[BEGIN TEXT SEGMENT]
Similar to all previous experiments, Table 9 shows that the Present Model has the best performance with an AUC of 0.9978 and accuracy of 0.9979. As well, the F1 precision, and recall, were all above 0.95, with the lowest metric being precision with a score of 0.9512.


The model that performed the second best was the Average Pooling+L2+HNSW model with an AUC of 0.9719 and accuracy of 0.9637. This is a better result than the ablation embedding network+match, but still not as accurate as the Present Model.


Table 9 shows a large difference in performance between most of the models in the binary classification and the family classification experiment. For the family classification, many models previously showed an ability to classify known families, which causes high success in the zero-day family classification experiment. It shows in the binary classification experiment that almost all of the models have little to no ability to detect if a sample is known or unknown to the model.


For the classification of the families in the zero-day experiment, almost all of the unknown samples (0.9780) were correctly classified as unknown. The other unknown samples were classified as the Danabot family.


For further evaluation on the ablation study between embedding and match when compared to the entire system and method, the ROC curves for the two models in the four experiments can be seen in FIGS. 8, 9, 10 and 11.


Specifically, FIG. 8 shows the ROC curves for in-sample classification. The present model combining the embodiments of FIGS. 4, 5 and 6 is denoted by line 810 and the embedding and match model is denoted by line 812. The optimal ROC curve would have an area of 1.0 under it.



FIG. 9 shows the ROC curves for out-of-sample classification. The present model combining the embodiments of FIGS. 4, 5 and 6 is denoted by line 910 and the embedding and match model is denoted by line 912. Again, the optimal ROC curve would have an area of 1.0 under it.



FIG. 10 shows the ROC curves for zero-day binary classification. The present model combining the embodiments of FIGS. 4, 5 and 6 is denoted by line 1010 and the embedding and match model is denoted by line 1012. Again, the optimal ROC curve would have an area of 1.0 under it.



FIG. 11 shows the ROC curves for zero-day family classification. The present model combining the embodiments of FIGS. 4, 5 and 6 is denoted by line 1110 and the embedding and match model is denoted by line 1112. Again, the optimal ROC curve would have an area of 1.0 under it.


As can be seen from the graphs, the present model system is much closer to an ideal curve than the ablation model of embedding+match. This further validates the aid in model training the reinforcement learning environment provides to the present systems and methods.


Computing Device

The above methods may be implemented using any computing device or group of computing devices. One simplified diagram of a computing device is shown with regard to FIG. 12.


In FIG. 12, device 1200 includes a processor 1210 and a communications subsystem 1212, where the processor 1210 and communications subsystem 1212 cooperate to perform the methods of the embodiments described above. Communications subsystem 1212 may, in some embodiments, comprise multiple subsystems, for example for different radio technologies.


Processor 1210 is configured to execute programmable logic, which may be stored, along with data, on device 1200, and shown in the example of FIG. 12 as memory 1220. Memory 1220 can be any tangible, non-transitory computer readable storage medium which stores instruction code that, when executed by processor 1210 cause device 1200 to perform the methods of the present disclosure. The computer readable storage medium may be a tangible or in transitory/non-transitory medium such as optical (e.g., CD, DVD, etc.), magnetic (e.g., tape), flash drive, hard drive, or other memory known in the art.


Alternatively, or in addition to memory 1220, device 1200 may access data or programmable logic from an external storage medium, for example through communications subsystem 1212.


Communications subsystem 1212 allows device 1200 to communicate with other devices or network elements and may vary based on the type of communication being performed. Further, communications subsystem 1212 may comprise a plurality of communications technologies, including any wired or wireless communications technology.
[END TEXT SEGMENT]
[BEGIN INPUT]
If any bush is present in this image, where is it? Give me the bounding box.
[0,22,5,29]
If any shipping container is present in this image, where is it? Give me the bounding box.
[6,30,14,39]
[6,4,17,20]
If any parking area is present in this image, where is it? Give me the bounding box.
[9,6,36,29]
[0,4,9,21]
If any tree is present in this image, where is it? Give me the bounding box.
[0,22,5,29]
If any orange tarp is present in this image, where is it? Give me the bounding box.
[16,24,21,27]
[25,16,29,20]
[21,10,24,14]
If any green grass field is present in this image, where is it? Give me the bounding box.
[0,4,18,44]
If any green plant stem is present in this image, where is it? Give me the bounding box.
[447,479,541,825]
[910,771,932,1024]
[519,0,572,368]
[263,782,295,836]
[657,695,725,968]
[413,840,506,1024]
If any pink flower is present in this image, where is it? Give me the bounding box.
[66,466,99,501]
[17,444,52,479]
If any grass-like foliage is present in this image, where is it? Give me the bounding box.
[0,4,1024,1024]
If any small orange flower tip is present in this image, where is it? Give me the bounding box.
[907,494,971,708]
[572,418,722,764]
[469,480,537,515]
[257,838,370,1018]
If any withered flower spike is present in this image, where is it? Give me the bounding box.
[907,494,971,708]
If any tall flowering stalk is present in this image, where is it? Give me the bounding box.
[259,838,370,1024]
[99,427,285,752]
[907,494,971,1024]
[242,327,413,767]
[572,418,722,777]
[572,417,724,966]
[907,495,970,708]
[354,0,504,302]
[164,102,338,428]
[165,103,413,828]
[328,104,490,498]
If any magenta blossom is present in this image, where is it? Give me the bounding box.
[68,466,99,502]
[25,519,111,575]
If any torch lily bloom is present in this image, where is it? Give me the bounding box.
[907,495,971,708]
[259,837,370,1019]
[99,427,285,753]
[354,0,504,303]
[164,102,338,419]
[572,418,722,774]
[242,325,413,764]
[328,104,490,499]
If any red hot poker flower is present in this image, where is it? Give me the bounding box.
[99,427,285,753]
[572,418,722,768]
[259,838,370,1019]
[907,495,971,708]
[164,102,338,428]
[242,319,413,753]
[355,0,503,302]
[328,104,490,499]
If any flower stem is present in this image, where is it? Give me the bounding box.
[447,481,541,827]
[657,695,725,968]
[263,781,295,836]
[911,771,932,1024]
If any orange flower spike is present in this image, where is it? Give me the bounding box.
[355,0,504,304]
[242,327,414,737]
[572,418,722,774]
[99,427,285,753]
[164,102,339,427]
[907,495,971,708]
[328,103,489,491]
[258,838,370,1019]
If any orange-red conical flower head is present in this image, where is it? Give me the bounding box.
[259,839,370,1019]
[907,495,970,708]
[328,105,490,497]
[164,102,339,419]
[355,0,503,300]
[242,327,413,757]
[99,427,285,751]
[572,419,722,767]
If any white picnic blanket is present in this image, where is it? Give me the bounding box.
[END INPUT]
OBJECTIVES:
- A) For the passage on model evaluation, state whether each statement agrees with it, answering yes or no and quoting the words that decide it: (i) The Average Pooling+L2+HNSW model reached an AUC of 0.9719. (ii) The lowest metric of the Present Model was recall. (iii) Communications subsystem 1212 may comprise multiple subsystems.
- B) Rescale the entries in the part that opens with the line containing "If any small" and closes with the line containing "[572,419,722,767]", both lines included. Write out every line, with each request kept as it is and each bounding-box coordinate multiplied by 0.3 and rounded to a whole number (halves rounded up), and give only those lines.
The text and the entries were taken from different sources.

EXPECTED RESPONSES:
- A)
(i) Yes: "the Average Pooling+L2+HNSW model with an AUC of 0.9719 and accuracy of 0.9637"
(ii) No: "with the lowest metric being precision with a score of 0.9512"
(iii) Yes: "Communications subsystem 1212 may, in some embodiments, comprise multiple subsystems"

- B)
If any small orange flower tip is present in this image, where is it? Give me the bounding box.
[272,148,291,212]
[172,125,217,229]
[141,144,161,155]
[77,251,111,305]
If any withered flower spike is present in this image, where is it? Give me the bounding box.
[272,148,291,212]
If any tall flowering stalk is present in this image, where is it? Give me the bounding box.
[78,251,111,307]
[30,128,86,226]
[272,148,291,307]
[73,98,124,230]
[172,125,217,233]
[172,125,217,290]
[272,149,291,212]
[106,0,151,91]
[49,31,101,128]
[50,31,124,248]
[98,31,147,149]
If any magenta blossom is present in this image, where is it? Give me the bounding box.
[20,140,30,151]
[8,156,33,173]
If any torch lily bloom is present in this image, where is it? Give me the bounding box.
[272,149,291,212]
[78,251,111,306]
[30,128,86,226]
[106,0,151,91]
[49,31,101,126]
[172,125,217,232]
[73,98,124,229]
[98,31,147,150]
If any red hot poker flower is present in this image, where is it? Give me the bounding box.
[30,128,86,226]
[172,125,217,230]
[78,251,111,306]
[272,149,291,212]
[49,31,101,128]
[73,96,124,226]
[107,0,151,91]
[98,31,147,150]
If any flower stem is present in this image, where is it? Give me the bounding box.
[134,144,162,248]
[197,209,218,290]
[79,234,89,251]
[273,231,280,307]
If any orange flower spike is present in this image, where is it? Give me the bounding box.
[107,0,151,91]
[73,98,124,221]
[172,125,217,232]
[30,128,86,226]
[49,31,102,128]
[272,149,291,212]
[98,31,147,147]
[77,251,111,306]
If any orange-red conical flower head is present in this image, where is it? Give me the bounding box.
[78,252,111,306]
[272,149,291,212]
[98,32,147,149]
[49,31,102,126]
[107,0,151,90]
[73,98,124,227]
[30,128,86,225]
[172,126,217,230]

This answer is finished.